_What is expected:_ In the listing below, reproduce the lines starting with the one containing "Where can the building" and going on through the end of the listing, substituting "paved path" for "paved walkway" and leaving everything else unchanged.

══ Exercise data

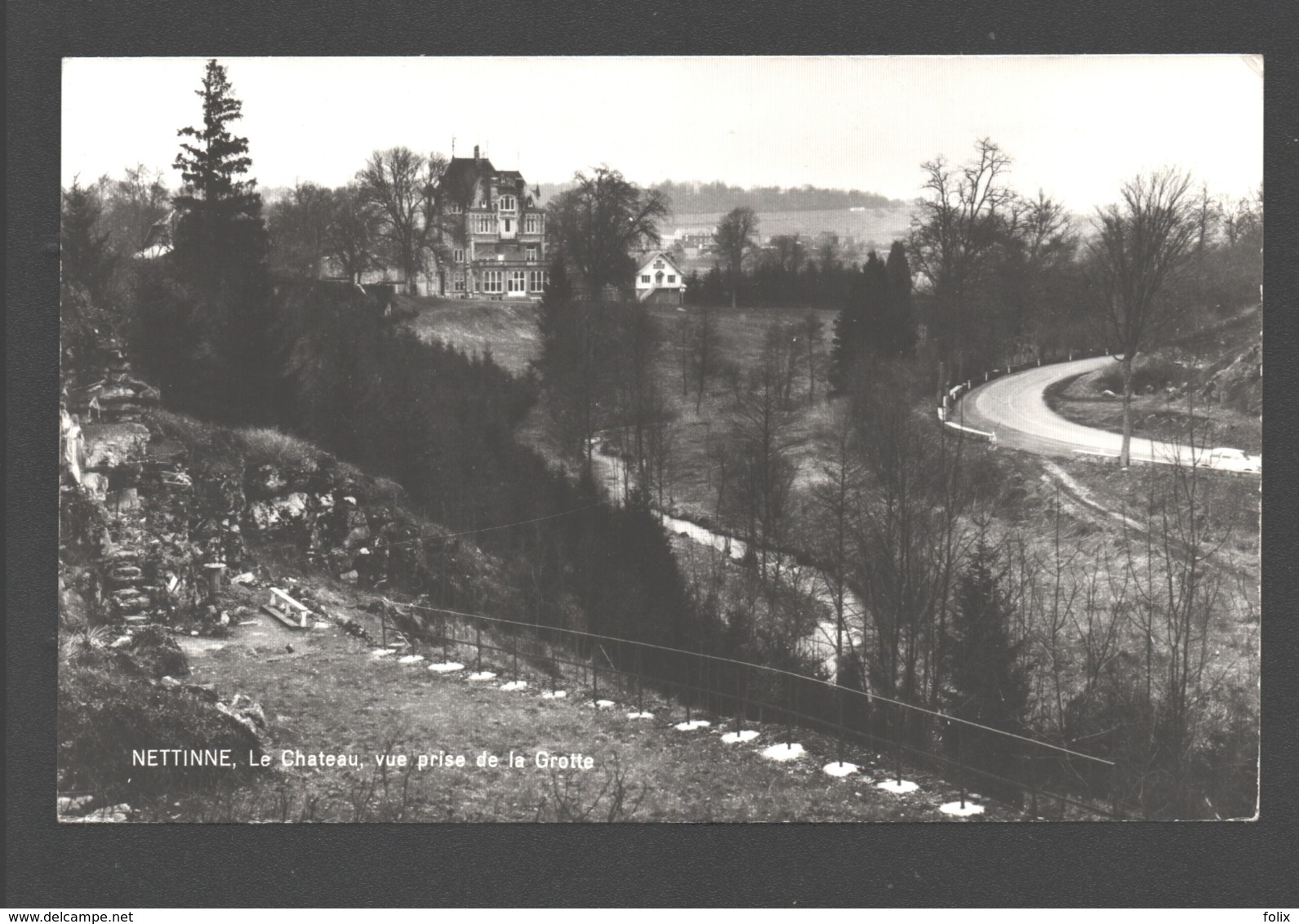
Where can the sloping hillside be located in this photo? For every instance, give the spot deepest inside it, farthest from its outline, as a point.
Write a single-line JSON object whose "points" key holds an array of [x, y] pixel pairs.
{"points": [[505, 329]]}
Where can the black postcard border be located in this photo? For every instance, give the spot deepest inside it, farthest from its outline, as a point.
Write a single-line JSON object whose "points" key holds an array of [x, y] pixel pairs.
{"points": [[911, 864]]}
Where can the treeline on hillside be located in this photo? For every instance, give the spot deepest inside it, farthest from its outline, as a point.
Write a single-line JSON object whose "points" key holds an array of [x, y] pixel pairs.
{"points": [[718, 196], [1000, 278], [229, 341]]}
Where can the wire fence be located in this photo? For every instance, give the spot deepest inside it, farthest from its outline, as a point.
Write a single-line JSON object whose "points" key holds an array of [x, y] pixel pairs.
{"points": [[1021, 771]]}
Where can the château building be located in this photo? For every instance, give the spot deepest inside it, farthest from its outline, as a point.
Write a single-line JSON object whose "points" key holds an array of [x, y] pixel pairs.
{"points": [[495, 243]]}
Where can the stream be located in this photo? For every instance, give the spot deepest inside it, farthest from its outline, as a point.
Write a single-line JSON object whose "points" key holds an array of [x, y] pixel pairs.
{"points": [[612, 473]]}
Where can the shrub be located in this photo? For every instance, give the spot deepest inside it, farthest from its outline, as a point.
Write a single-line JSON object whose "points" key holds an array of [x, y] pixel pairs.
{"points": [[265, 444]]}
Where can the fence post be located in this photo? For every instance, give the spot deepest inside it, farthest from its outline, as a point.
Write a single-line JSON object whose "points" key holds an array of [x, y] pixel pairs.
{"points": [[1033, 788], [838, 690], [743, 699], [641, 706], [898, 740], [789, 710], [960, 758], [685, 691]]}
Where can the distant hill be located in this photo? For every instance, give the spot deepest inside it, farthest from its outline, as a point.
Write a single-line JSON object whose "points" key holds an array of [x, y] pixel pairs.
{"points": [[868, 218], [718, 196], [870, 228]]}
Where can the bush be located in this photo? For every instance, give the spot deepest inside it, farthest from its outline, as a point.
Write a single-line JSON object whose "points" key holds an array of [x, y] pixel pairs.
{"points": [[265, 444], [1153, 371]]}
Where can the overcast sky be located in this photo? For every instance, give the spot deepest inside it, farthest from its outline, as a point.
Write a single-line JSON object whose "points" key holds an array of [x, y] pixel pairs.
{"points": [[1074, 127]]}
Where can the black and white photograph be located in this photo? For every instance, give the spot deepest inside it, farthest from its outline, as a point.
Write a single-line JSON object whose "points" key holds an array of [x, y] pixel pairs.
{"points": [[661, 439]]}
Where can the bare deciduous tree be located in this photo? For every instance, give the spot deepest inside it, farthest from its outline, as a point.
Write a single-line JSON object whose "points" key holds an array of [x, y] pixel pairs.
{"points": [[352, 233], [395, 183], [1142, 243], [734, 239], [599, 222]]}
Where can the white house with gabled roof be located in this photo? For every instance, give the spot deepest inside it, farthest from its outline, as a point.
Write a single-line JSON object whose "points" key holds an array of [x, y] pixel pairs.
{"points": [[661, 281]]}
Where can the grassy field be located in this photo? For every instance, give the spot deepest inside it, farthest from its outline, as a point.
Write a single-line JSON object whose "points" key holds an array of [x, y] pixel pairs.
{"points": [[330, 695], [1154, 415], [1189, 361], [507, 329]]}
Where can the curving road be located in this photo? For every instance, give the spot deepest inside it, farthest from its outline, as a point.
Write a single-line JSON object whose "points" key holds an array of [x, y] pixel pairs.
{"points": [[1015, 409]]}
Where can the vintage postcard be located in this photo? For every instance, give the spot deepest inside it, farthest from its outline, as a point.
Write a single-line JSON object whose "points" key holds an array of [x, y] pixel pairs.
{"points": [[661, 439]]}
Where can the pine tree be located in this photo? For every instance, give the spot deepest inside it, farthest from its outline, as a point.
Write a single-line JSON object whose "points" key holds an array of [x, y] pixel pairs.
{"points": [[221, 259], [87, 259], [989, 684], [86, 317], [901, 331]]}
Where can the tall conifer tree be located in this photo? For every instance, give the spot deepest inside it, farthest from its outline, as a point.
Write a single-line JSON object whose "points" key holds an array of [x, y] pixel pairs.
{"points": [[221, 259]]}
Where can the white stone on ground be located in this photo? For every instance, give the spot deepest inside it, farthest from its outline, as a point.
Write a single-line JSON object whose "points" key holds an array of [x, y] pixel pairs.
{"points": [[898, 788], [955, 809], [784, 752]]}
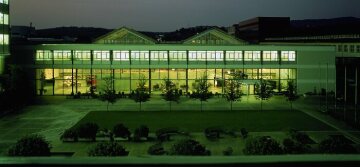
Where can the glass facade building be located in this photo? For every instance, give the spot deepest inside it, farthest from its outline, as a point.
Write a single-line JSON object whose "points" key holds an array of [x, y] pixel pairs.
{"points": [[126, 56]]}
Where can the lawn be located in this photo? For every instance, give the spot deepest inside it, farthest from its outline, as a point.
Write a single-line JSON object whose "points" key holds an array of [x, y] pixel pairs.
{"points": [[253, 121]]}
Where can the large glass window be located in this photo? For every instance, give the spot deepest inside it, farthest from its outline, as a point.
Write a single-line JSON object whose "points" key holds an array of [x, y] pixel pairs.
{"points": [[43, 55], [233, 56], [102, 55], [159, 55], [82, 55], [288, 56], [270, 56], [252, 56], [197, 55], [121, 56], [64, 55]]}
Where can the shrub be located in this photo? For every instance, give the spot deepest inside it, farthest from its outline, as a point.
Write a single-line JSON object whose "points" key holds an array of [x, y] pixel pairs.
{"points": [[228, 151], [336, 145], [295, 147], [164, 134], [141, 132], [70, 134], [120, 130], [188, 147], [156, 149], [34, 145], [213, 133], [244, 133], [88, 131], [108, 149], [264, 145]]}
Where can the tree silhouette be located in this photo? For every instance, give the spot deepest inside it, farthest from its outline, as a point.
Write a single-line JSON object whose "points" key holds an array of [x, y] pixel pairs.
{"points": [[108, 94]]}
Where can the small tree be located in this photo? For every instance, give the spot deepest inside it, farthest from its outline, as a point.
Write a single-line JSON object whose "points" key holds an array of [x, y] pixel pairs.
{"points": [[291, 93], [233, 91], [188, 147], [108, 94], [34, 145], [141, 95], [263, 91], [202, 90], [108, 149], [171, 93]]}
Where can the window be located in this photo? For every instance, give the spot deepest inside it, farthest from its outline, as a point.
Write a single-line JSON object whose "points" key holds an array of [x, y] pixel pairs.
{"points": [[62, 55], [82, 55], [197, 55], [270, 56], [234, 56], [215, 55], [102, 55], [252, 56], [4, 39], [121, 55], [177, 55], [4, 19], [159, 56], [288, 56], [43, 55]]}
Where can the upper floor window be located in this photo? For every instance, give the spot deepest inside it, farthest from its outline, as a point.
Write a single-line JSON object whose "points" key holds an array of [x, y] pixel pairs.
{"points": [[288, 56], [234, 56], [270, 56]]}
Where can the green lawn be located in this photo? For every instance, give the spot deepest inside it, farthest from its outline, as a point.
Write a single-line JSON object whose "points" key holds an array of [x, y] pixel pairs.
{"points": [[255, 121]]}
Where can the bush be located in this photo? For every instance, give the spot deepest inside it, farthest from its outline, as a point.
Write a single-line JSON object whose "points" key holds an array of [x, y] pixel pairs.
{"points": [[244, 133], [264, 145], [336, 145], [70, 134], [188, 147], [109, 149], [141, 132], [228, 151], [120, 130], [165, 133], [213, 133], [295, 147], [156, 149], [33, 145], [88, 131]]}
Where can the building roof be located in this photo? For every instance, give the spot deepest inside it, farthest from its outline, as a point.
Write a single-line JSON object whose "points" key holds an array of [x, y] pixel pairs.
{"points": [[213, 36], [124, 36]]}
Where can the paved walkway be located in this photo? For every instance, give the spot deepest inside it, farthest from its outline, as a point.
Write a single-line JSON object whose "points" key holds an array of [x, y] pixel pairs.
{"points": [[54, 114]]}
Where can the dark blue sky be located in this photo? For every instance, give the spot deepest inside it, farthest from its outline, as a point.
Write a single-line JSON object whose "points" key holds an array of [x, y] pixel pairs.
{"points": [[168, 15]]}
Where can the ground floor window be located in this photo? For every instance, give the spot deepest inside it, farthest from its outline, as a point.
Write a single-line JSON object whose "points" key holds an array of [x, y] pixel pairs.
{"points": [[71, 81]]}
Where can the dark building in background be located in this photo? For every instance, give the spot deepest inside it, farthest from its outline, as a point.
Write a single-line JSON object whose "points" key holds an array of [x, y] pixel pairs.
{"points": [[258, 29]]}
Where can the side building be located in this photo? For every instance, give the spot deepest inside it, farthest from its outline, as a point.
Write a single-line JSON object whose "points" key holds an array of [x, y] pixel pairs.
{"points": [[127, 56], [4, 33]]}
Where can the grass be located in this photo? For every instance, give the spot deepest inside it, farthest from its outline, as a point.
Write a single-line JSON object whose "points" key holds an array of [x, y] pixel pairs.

════

_Response for this exercise:_
Where can the building roof be located in this photo? For every instance, give the spot deepest inside it, farthest from its outline, as a point.
Write a single-line JSON object whose "points" key holds an array of [x, y] pixel pairs.
{"points": [[213, 36], [124, 36]]}
Where can the paved path be located in this photo? For every instance, give the spot deepest inside it, farthest from its outline, as a point.
Write a single-line JSON object whose "points" key holds an array of [x, y] pixel pairs.
{"points": [[54, 114]]}
Where can the dark blue sky be located in this photo? For every instance, give the spot deepest inside it, farthest from its outline, as a point.
Write a single-line JSON object whose "points" key holds an array of [x, y] pixel pairs.
{"points": [[168, 15]]}
Where can the ground floor window be located in this photo? For every instance, give the spot deepest inside it, farthest from its outline, as a point.
Write a single-line JSON object whose "points" key holds an array of [x, y] pixel pairs.
{"points": [[71, 81]]}
Where can the dark building in background be located in this photo? For every instance, give the spot deepest inside it, farthest from its outline, as a point.
Write a single-line JSON object whose "points" key holds an array of [x, y] pixel pairs.
{"points": [[258, 29]]}
Where can the side building be located in this photo? For every instance, give the spot deepest inside it, farthest from its outline, as a point.
Write a single-line JSON object whose "points" key holds an array of [x, y] pixel pairs.
{"points": [[127, 56], [4, 33]]}
Where can the grass be located in this photo? For every instance, give the spot deepest inside it, farthest from its outline, as a point.
Write a single-line JSON object whose "points" key holds an array of [x, y] pixel pairs.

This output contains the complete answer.